▶ _AIM OF THE EXERCISE_: Nothing in the data may be altered; the answer is a verbatim copy of it.

▶ _Collection entries_:
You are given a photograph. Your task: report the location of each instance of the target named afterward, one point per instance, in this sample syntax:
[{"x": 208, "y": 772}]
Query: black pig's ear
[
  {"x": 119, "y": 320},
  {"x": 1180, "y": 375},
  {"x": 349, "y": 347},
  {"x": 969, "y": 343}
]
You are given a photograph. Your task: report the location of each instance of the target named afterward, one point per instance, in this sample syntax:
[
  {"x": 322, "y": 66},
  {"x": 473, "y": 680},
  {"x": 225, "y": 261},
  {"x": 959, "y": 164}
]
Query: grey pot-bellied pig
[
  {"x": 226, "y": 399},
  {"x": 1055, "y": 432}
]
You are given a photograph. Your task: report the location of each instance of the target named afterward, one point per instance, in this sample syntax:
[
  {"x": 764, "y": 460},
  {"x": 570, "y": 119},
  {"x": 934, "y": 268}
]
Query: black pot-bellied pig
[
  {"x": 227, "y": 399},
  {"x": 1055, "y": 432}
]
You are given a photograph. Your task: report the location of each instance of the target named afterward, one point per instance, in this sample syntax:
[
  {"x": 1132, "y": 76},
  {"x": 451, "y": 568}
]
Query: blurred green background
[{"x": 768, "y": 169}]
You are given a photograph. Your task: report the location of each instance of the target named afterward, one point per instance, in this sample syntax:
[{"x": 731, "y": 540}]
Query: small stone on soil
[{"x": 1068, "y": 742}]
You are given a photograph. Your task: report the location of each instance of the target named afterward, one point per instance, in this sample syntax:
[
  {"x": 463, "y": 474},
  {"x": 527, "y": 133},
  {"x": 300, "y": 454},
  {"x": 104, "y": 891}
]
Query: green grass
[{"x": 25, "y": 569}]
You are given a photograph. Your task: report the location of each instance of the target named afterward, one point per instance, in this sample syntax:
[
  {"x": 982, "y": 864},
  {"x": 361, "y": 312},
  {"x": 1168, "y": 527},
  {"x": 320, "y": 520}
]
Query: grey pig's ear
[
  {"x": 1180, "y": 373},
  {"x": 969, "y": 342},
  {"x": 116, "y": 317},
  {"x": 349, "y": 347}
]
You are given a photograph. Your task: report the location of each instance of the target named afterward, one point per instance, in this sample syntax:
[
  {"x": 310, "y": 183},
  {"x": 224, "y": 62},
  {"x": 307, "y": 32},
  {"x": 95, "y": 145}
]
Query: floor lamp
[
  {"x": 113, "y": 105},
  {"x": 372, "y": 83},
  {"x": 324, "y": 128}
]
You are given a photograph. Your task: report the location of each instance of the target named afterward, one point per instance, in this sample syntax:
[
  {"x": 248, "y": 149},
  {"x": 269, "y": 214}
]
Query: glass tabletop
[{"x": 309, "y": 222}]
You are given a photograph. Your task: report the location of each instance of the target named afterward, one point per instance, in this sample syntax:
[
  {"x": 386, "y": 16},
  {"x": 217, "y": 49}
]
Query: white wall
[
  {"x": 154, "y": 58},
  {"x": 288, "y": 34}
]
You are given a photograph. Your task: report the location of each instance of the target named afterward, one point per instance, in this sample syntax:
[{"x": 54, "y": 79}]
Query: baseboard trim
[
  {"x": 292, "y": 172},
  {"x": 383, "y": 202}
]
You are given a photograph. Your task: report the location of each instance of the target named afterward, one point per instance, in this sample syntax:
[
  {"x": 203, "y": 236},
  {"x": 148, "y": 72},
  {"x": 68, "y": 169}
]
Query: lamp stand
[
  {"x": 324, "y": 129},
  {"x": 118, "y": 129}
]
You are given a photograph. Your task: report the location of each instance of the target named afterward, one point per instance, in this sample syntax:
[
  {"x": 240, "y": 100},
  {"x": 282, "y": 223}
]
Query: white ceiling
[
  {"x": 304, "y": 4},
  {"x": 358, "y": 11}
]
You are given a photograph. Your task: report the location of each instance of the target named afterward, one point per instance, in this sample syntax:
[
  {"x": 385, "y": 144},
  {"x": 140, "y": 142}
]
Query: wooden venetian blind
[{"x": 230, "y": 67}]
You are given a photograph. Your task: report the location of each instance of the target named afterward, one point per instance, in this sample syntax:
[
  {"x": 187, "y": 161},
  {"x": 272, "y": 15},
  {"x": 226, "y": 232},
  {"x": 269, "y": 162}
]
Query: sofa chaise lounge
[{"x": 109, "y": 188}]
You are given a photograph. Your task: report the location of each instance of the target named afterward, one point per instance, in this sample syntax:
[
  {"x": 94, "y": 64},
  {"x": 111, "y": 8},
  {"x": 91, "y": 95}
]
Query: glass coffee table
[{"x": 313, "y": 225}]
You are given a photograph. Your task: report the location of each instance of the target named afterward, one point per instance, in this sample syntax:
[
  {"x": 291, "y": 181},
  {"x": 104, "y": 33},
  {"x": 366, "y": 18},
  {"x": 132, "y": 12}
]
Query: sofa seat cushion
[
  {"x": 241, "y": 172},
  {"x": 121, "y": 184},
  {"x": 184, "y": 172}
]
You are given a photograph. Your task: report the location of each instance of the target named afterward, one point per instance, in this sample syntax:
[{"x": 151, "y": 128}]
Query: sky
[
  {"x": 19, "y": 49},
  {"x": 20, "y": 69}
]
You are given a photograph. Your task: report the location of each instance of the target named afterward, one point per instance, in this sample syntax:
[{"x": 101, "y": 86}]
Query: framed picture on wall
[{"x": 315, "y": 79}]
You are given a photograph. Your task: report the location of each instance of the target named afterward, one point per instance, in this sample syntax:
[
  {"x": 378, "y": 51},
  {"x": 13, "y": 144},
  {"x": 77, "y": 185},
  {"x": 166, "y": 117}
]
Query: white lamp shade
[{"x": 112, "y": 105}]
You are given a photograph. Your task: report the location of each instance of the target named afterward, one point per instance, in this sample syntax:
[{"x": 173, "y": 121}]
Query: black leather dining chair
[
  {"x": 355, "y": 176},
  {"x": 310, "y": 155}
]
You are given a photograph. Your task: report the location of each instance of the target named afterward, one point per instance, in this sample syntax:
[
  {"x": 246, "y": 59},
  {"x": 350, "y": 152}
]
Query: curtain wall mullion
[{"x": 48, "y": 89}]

▶ _RESPONSE TO THE EXERCISE_:
You are given a photograph. Your task: report the location of each instance of the target named afterward, one point per instance, in this sample syntax:
[{"x": 208, "y": 772}]
Query: black pig's ear
[
  {"x": 119, "y": 320},
  {"x": 1180, "y": 375},
  {"x": 349, "y": 347},
  {"x": 969, "y": 343}
]
You are given a photograph. Your task: report the location of each instance of the target named afterward, one point per instance, in this sample syntax:
[
  {"x": 322, "y": 66},
  {"x": 473, "y": 680},
  {"x": 225, "y": 261},
  {"x": 959, "y": 164}
]
Query: grey pot-bellied pig
[
  {"x": 226, "y": 399},
  {"x": 1055, "y": 432}
]
You are given a photograph. Your task: report the location of each instance of the target named afterward, one point per instance, in this sample syntax:
[
  {"x": 764, "y": 460},
  {"x": 570, "y": 119},
  {"x": 934, "y": 268}
]
Query: black pot-bellied pig
[
  {"x": 227, "y": 399},
  {"x": 1055, "y": 432}
]
You are given a photograph. Your task: report the location of each instance of the target named afterward, one point per instance, in this sample syntax:
[
  {"x": 1132, "y": 76},
  {"x": 451, "y": 568}
]
Query: blurred green background
[{"x": 768, "y": 169}]
You are given a photograph. Your task: report the location of each instance of the target named afterward, one point per instance, in this sample syntax:
[{"x": 731, "y": 540}]
Query: small stone on soil
[{"x": 1068, "y": 742}]
You are given a photograph. Your task: report the location of each instance of the target named afterward, one point per instance, in this sample syntax:
[
  {"x": 463, "y": 474},
  {"x": 527, "y": 133},
  {"x": 300, "y": 454},
  {"x": 104, "y": 891}
]
Query: green grass
[{"x": 25, "y": 569}]
You are given a photograph. Your task: report the location of each instance of the target named afterward, one point per instance, in this sample syntax:
[
  {"x": 982, "y": 864},
  {"x": 361, "y": 312},
  {"x": 1168, "y": 527},
  {"x": 320, "y": 520}
]
Query: grey pig's ear
[
  {"x": 1180, "y": 373},
  {"x": 969, "y": 342},
  {"x": 116, "y": 317},
  {"x": 349, "y": 347}
]
You are given a photograph. Your task: report the location of each instance of the target named afterward, one point per instance, in this sample syntax:
[
  {"x": 310, "y": 183},
  {"x": 224, "y": 62},
  {"x": 307, "y": 32},
  {"x": 95, "y": 145}
]
Query: floor lamp
[
  {"x": 113, "y": 105},
  {"x": 372, "y": 83},
  {"x": 324, "y": 128}
]
You are given a photograph. Your task: report the location of each instance of the target named afterward, one point per instance, in this sample syntax:
[
  {"x": 248, "y": 149},
  {"x": 269, "y": 214}
]
Query: glass tabletop
[{"x": 309, "y": 222}]
You are given a photograph. Your task: report the location of each instance of the target named afterward, one point per instance, in this sample syntax:
[
  {"x": 386, "y": 16},
  {"x": 217, "y": 49}
]
Query: white wall
[
  {"x": 154, "y": 58},
  {"x": 288, "y": 34}
]
You are given a photograph. Your task: report the location of each instance of the target named afterward, one point per instance, in this sample syntax:
[{"x": 54, "y": 79}]
Query: baseboard trim
[
  {"x": 292, "y": 172},
  {"x": 383, "y": 202}
]
You are given a photograph. Your task: report the location of each instance of the target named afterward, one point per instance, in this sample syntax:
[
  {"x": 203, "y": 236},
  {"x": 148, "y": 72},
  {"x": 68, "y": 169}
]
Query: lamp stand
[
  {"x": 324, "y": 129},
  {"x": 118, "y": 129}
]
You are given a photograph. Your task: report the location of each instance of the target named afterward, one point per instance, in this sample syntax:
[
  {"x": 240, "y": 100},
  {"x": 282, "y": 223}
]
Query: white ceiling
[
  {"x": 304, "y": 4},
  {"x": 358, "y": 11}
]
You are given a photograph. Your task: report the location of each instance of the target named afterward, one point per instance, in this sample syntax:
[
  {"x": 385, "y": 144},
  {"x": 140, "y": 142}
]
Query: wooden venetian blind
[{"x": 230, "y": 67}]
You are given a photograph. Your task: report the location of each instance of the target named afterward, one point per instance, in this sample syntax:
[
  {"x": 187, "y": 161},
  {"x": 272, "y": 15},
  {"x": 226, "y": 232},
  {"x": 269, "y": 162}
]
Query: sofa chaise lounge
[{"x": 109, "y": 188}]
You are given a photograph. Your task: report the location of each instance of the target named afterward, one point per instance, in this sample syntax:
[
  {"x": 94, "y": 64},
  {"x": 111, "y": 8},
  {"x": 91, "y": 95}
]
Query: glass coffee table
[{"x": 313, "y": 225}]
You are given a photograph. Your task: report the location of each instance of the target named afterward, one point per instance, in this sample syntax:
[
  {"x": 291, "y": 181},
  {"x": 104, "y": 33},
  {"x": 366, "y": 18},
  {"x": 132, "y": 12}
]
Query: sofa seat cushion
[
  {"x": 241, "y": 172},
  {"x": 121, "y": 184},
  {"x": 184, "y": 172}
]
You are given a photograph. Your task: report the location of each instance of the target named afterward, one point per instance, in this sample syntax:
[{"x": 151, "y": 128}]
Query: sky
[
  {"x": 19, "y": 49},
  {"x": 20, "y": 69}
]
You are given a photograph. Your task: report the location of each instance of the target named afterward, one point per instance, in this sample syntax:
[{"x": 101, "y": 86}]
Query: framed picture on wall
[{"x": 315, "y": 79}]
You are given a photograph. Your task: report the location of each instance of the target named afterward, one point per instance, in this sample syntax:
[
  {"x": 378, "y": 51},
  {"x": 13, "y": 144},
  {"x": 77, "y": 185},
  {"x": 166, "y": 117}
]
Query: white lamp shade
[{"x": 112, "y": 105}]
You are given a photograph. Your task: report the location of each instance of the target named afterward, one point per instance, in this sample syntax:
[{"x": 173, "y": 121}]
Query: black leather dining chair
[
  {"x": 355, "y": 176},
  {"x": 310, "y": 155}
]
You are given a photograph. Your task: report the location of each instance of the target named afterward, one point per instance, in this sample syntax:
[
  {"x": 246, "y": 59},
  {"x": 350, "y": 152}
]
Query: curtain wall mullion
[{"x": 48, "y": 89}]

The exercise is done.